_THE TASK_
All records below are to be transcribed exactly, with every picture left out.

[Records from a dataset]
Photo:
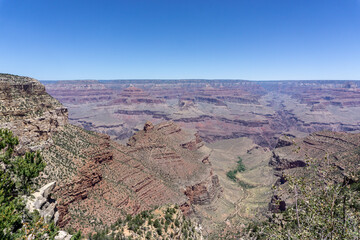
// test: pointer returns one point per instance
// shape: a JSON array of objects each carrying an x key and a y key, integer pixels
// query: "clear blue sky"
[{"x": 237, "y": 39}]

_ANSWER SPACE_
Photo:
// test: pointer returns one point per instance
// shape: a JSON array of objects each carrying an x key and a y key, integer pixels
// query: "clear blue sky"
[{"x": 237, "y": 39}]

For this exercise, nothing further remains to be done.